** Excerpted records **

▬▬▬▬▬▬

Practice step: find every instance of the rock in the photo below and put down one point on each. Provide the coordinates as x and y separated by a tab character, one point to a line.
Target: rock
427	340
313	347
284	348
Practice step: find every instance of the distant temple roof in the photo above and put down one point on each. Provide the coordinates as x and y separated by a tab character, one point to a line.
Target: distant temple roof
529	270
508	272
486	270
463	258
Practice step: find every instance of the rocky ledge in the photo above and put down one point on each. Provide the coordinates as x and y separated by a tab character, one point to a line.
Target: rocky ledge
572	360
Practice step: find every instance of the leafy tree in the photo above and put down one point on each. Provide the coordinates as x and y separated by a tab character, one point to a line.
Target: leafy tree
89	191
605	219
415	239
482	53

▬▬▬▬▬▬

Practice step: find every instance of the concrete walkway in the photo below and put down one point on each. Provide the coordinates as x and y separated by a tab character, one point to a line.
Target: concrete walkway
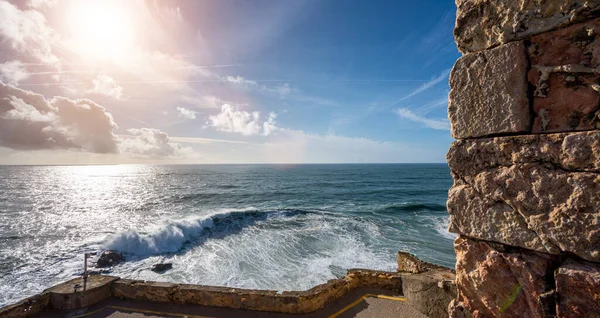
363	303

▬▬▬▬▬▬

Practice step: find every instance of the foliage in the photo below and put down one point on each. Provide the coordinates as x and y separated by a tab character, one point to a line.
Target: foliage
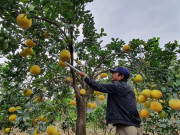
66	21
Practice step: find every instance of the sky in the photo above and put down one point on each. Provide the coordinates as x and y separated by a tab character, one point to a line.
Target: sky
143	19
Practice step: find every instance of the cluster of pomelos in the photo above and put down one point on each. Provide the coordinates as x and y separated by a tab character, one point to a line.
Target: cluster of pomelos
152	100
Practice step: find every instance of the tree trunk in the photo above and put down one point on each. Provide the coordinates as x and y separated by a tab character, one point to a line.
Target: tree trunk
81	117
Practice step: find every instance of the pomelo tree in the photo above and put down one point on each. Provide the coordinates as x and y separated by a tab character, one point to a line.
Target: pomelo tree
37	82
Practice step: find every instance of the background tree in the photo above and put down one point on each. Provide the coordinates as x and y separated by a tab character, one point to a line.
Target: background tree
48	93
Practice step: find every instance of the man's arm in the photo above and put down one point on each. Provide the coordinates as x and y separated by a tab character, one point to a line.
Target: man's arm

▬▬▬▬▬▬

** What is required **
From the listing above, output exactly the run of lines that starts with the line containing "Practice step: find every instance of the rock in" and ends with the line containing "Practice step: find every instance of the leafy".

** Answer box **
Practice step: find every instance of the rock in the photo below and put down one point on each. Provide the coordinates as x and y separated by a tab character, one point to a line.
Target: rock
427	340
313	347
284	348
Practice step: find every instance of the distant temple roof in the photo above and put down one point on each. Provide the coordinates as x and y separated by a tab character, one point to a line.
Target: distant temple roof
529	270
508	272
486	270
463	258
Practice step: find every instance of the rocky ledge in the photo above and put down one point on each. Provide the coordinates as x and y separated by a tab character, one point to a line.
Target: rocky ledge
572	360
Practice step: find every instance of the leafy tree in the photo above and put down one point on each. Provide the coordinates as x and y separated by a tab character, one point to a line.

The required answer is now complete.